**YOUR TASKS**
(a) Write out the stretch of the sickle cell-thalassemia summary from "(1) Four Negro" through "elevated reticulocyte levels.", keeping every word as it appears.
(b) According to the sickle cell-thalassemia summary, which hemoglobin pattern is found in classical (homozygous) sickle cell anemia?
(c) Please carry on the sickle cell-thalassemia summary from its last sentence.

[Opening PASSAGE section]

(1) Four Negro patients with mild sickle cell-thalassemia disease (heterozygous for the genes for S hemoglobin and for thalassemia) are described. In contrast to reports in the literature, some of these patients are only mildly anemic, or not anemic at all. In three, the values for MCV and MCH are decreased, but in one, all hematologic indices are normal. All four individuals show leptocytosis and elevated reticulocyte levels.
(2) Hemoglobin analyses, consisting of a combination of electrophoresis and the alkali denaturation technic, demonstrate the S + A + F pattern in three, and the S + A pattern in the fourth. These patterns are considered pathognomonic for sickle cell-thalassemia disease. They may be sharply differentiated from the S + F pattern, encountered in classical (homozygous) sickle cell anemia, and from the A + S pattern found in the heterozygous sickle cell trait. The various types of hemoglobin are reported in the sequence of their quantitative representation in the hemolysate. Hemoglobin analysis is indispensable for the recognition of the different types of sickle cell disease.

[Closing PASSAGE section]
[Opening ENTRIES PROVIDED section]

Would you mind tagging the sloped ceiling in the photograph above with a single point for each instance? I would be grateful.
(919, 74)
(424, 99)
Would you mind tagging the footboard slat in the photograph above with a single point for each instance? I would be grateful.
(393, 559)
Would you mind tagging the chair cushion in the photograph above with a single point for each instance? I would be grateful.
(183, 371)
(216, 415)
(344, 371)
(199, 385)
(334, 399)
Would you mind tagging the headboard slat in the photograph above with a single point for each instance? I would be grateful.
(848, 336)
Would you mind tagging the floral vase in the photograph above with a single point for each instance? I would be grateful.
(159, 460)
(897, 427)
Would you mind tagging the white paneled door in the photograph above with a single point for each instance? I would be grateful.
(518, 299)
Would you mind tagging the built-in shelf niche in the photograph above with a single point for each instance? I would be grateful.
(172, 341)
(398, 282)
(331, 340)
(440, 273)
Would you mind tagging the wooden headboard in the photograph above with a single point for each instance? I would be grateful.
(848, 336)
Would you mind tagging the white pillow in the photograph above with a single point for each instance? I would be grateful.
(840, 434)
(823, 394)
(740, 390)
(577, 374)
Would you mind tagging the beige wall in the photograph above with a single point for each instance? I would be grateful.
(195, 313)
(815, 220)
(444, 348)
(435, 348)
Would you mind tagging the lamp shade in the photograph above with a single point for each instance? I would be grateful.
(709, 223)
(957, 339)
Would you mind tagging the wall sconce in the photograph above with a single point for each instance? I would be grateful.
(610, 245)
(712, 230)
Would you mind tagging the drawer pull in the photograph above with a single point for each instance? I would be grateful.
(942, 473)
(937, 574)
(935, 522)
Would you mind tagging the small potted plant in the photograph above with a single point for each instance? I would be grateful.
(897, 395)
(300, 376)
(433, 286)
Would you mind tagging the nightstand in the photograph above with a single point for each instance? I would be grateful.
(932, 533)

[Closing ENTRIES PROVIDED section]

**ANSWERS TO THE TASKS**
(a)
(1) Four Negro patients with mild sickle cell-thalassemia disease (heterozygous for the genes for S hemoglobin and for thalassemia) are described. In contrast to reports in the literature, some of these patients are only mildly anemic, or not anemic at all. In three, the values for MCV and MCH are decreased, but in one, all hematologic indices are normal. All four individuals show leptocytosis and elevated reticulocyte levels.

(b) The S + F pattern.

(c)
(3) Evidence is cited that clinically almost asymptomatic sickle cell-thalassemia disease is probably not too rare in the American Negro population.
(4) The genetic aspects of the production of fetal hemoglobin are discussed. It is postulated that the production of fetal hemoglobin is also under genetic control. The genes for fetal hemoglobin are not alleles of the genes for normal adult hemoglobin and are physiologically almost completely suppressed by the latter. Pathologic genes may render this suppression incomplete.